Your task is to print the material below exactly as presented.
## START DATA SHOWN
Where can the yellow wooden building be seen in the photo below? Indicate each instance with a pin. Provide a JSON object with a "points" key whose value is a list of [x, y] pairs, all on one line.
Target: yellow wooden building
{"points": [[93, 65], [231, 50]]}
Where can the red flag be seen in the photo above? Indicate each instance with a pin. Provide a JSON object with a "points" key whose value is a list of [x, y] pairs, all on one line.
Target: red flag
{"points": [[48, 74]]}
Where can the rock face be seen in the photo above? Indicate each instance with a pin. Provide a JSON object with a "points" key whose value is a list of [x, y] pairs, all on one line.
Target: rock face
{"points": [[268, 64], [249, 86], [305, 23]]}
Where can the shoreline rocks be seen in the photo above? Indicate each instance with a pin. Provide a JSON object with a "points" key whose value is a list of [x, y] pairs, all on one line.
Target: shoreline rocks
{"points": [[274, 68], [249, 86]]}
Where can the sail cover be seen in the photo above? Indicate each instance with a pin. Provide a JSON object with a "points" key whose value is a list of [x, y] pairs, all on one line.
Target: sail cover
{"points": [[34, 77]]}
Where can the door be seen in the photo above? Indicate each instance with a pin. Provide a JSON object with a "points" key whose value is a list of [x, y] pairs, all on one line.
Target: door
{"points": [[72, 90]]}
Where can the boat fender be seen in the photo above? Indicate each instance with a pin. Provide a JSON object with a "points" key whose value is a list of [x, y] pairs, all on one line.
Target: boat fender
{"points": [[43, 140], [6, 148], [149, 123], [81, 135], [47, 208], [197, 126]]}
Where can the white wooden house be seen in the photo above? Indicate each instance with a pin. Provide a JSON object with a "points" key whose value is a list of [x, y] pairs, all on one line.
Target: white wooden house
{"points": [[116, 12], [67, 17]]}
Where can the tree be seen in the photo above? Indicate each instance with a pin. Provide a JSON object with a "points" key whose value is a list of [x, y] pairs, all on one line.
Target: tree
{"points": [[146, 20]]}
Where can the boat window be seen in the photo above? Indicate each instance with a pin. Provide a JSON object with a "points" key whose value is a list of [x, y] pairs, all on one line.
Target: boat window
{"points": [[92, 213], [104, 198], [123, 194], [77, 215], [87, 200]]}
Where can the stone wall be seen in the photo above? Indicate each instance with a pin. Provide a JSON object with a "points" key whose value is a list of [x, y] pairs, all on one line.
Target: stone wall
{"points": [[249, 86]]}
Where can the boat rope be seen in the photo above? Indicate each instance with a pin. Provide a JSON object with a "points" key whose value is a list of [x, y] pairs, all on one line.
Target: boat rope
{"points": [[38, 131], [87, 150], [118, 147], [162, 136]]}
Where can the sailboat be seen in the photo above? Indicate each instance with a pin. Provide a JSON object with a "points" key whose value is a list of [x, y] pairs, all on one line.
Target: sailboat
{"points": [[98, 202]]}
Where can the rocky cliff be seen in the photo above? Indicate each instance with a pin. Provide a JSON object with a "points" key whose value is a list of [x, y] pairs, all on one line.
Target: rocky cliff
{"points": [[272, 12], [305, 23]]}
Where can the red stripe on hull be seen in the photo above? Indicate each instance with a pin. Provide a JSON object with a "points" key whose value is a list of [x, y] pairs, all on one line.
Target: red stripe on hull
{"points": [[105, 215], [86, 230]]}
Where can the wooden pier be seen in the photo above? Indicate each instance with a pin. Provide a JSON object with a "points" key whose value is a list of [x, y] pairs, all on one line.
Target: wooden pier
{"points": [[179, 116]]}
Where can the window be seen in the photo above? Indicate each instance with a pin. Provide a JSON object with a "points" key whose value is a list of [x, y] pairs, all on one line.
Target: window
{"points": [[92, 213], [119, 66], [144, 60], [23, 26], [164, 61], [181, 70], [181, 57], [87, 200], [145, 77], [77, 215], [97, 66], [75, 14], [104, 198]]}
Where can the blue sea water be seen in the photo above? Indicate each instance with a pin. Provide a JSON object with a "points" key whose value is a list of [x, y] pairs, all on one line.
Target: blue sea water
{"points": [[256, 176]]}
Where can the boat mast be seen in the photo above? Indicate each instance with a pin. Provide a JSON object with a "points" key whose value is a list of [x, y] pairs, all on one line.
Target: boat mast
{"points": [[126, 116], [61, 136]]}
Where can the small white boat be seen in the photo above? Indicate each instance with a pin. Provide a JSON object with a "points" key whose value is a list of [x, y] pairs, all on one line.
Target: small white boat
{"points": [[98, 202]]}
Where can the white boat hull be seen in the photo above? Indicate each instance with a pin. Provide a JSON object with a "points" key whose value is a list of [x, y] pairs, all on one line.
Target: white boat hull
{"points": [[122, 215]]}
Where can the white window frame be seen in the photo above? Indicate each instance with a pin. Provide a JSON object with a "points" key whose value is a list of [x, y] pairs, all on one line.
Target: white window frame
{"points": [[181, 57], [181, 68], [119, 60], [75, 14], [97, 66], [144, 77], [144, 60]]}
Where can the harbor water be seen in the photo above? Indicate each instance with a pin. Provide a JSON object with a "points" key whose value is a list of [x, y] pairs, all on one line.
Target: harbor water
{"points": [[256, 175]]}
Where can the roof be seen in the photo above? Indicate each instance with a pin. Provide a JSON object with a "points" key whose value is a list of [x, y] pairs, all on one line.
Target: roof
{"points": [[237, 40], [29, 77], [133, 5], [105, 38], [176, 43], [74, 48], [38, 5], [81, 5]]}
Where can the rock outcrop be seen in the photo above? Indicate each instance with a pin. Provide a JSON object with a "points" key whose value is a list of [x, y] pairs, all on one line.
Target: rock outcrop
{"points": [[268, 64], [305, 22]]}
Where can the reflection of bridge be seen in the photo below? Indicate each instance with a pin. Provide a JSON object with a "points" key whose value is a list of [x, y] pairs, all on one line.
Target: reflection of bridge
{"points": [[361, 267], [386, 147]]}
## END DATA SHOWN
## EXERCISE OUTPUT
Where can the yellow wooden building be seen in the photo below? Indicate each instance with a pin. Provide a JSON object with a "points" key whose value is a list of [x, y] pairs, all on one line.
Target: yellow wooden building
{"points": [[93, 65], [231, 50]]}
Where can the red flag be seen in the photo above? Indicate each instance with a pin. Provide a JSON object with a "points" key whose value is a list of [x, y] pairs, all on one line.
Target: red flag
{"points": [[48, 74]]}
Where can the rock face be seen in the photo above? Indicate each instance with a pin. Provide a JSON object with a "points" key whose value is a list of [x, y] pairs, all on one line.
Target: rock face
{"points": [[268, 64], [249, 86], [305, 23]]}
Where can the shoreline rocks be seen in the photo above? Indicate each instance with a pin. Provide a JSON object with a "points" key whose value is a list of [x, y] pairs, all on one line.
Target: shoreline rocks
{"points": [[274, 68], [249, 86]]}
Where can the sail cover be seen in the photo above? Indicate each instance with a pin. Provide a JSON object with a "points" key whose value is a list of [x, y] pairs, all on one line.
Target: sail cover
{"points": [[34, 77]]}
Where can the door be seen in the photo above? Indicate each instance with a pin. Provide a JSON object with a "points" key whose value is a list of [x, y] pairs, all on one line.
Target: door
{"points": [[72, 90]]}
Where can the boat fender be seen in the photo above? Indicate each instance with a pin. Provide a JSON object with a "points" key whose value is a list of [x, y] pairs, all on one line.
Target: boat fender
{"points": [[43, 140], [6, 148], [149, 123], [81, 135], [47, 208], [197, 126]]}
Where can the white wooden house be seen in the photo above? Indicate each instance with a pin. Provide a JSON object with a "points" key whose value is a list of [x, y] pairs, all on one line.
Target: white wooden house
{"points": [[116, 12], [67, 17]]}
Where can the tree be seen in the photo above? Indicate each instance with a pin. Provide a JSON object with a "points" key whose value is a list of [x, y] pairs, all on one line.
Target: tree
{"points": [[146, 20]]}
Where can the boat window be seen in the photo above? Indicate each instance with a pin. Provide a JSON object with a "points" key whose value is a list of [x, y] pairs, all on one line.
Target: boat window
{"points": [[92, 213], [104, 198], [123, 194], [77, 215], [87, 200]]}
Where can the stone wall be seen in the photo above? Indicate each instance with a pin. Provide a JSON object with a "points" key whose value is a list of [x, y] pairs, all on one line.
Target: stone wall
{"points": [[249, 86]]}
Where can the boat rope be seen in the photo above? Indicate each instance with a pin. Provide a JSON object with a "points" key whose value is a list of [x, y] pairs, all on one line.
Target: boat rope
{"points": [[38, 131], [87, 150], [118, 147], [162, 136]]}
Where can the sailboat be seen in the photo above? Indicate each instance with a pin. Provide a JSON object with a "points" key whose value is a list of [x, y] pairs, all on one line.
Target: sailboat
{"points": [[98, 202]]}
Where can the rocky cliff be seen in the photo above? Indicate each instance with a pin. Provide a JSON object with a "points" key whose value is a list of [x, y] pairs, all on one line.
Target: rocky cliff
{"points": [[272, 12], [305, 23]]}
Where can the red stripe on hull be seen in the photo above? Indicate each instance with a pin. Provide a JSON object with a "points" key whose value is a list of [x, y] pairs, all on one line.
Target: red stripe on hull
{"points": [[105, 215], [86, 230]]}
Where can the wooden pier be seen in the photo above? Indicate each instance with a pin. Provide a JSON object with a "points" key whose value is a list of [x, y] pairs, all on one line.
Target: wooden pier
{"points": [[179, 116]]}
Where can the window be seen in the photo above? Indicate each instance with a pin. Provide a JSON object with a "points" key whose value is a list of [x, y] pairs, all on one line.
Target: window
{"points": [[92, 213], [119, 66], [144, 60], [23, 26], [164, 61], [181, 70], [181, 57], [87, 200], [145, 77], [77, 215], [97, 66], [75, 14], [104, 198]]}
Where can the blue sea water be seen in the photo above? Indicate each instance with a pin. Provide a JSON object with a "points" key whose value is a list of [x, y] pairs, all on one line.
Target: blue sea water
{"points": [[256, 176]]}
Where can the boat mast be seen in the photo above? Indicate each instance with a pin. Provide a JSON object with a "points" key whose value is a list of [x, y] pairs, all on one line.
Target: boat mast
{"points": [[126, 116], [61, 136]]}
Where can the small white boat be seen in the photo above? Indicate each instance with a pin. Provide a JSON object with a "points" key whose value is a list of [x, y] pairs, all on one line.
Target: small white boat
{"points": [[98, 202]]}
Where can the white boat hull be seen in the photo above? Indicate each instance with a pin. Provide a JSON object with a "points" key whose value is a list of [x, y] pairs, all on one line.
Target: white boat hull
{"points": [[122, 215]]}
Where can the white window frame be seen in the photo above? Indicate each instance with a pin. Provide a JSON object with a "points" key whose value is a list of [x, y] pairs, all on one line.
Target: white window frame
{"points": [[181, 57], [181, 68], [119, 60], [75, 14], [97, 66], [144, 77], [144, 60]]}
Where can the harbor water be seen in the photo above? Indicate each instance with a pin. Provide a JSON object with a "points" key whose value is a list of [x, y] pairs, all on one line.
Target: harbor water
{"points": [[256, 175]]}
Where can the roof be seen in the photo above? Indicate each instance with a pin. Provide a JSON object with a "points" key whose value is a list of [x, y] pairs, all on one line.
Target: roof
{"points": [[237, 40], [29, 77], [133, 5], [105, 38], [176, 43], [74, 48], [38, 5], [81, 5]]}
Where can the rock outcrop be seen in the photo above? Indicate each instance with a pin. Provide a JSON object with a "points" key whose value is a list of [x, y] pairs, all on one line.
Target: rock outcrop
{"points": [[268, 64], [305, 22]]}
Where can the reflection of bridge be seen in the photo below? Indicate each instance with a pin. Provide a JSON object with a "points" key whose value is a list of [x, y] pairs, all on one line.
Target: reflection of bridge
{"points": [[361, 267], [386, 147]]}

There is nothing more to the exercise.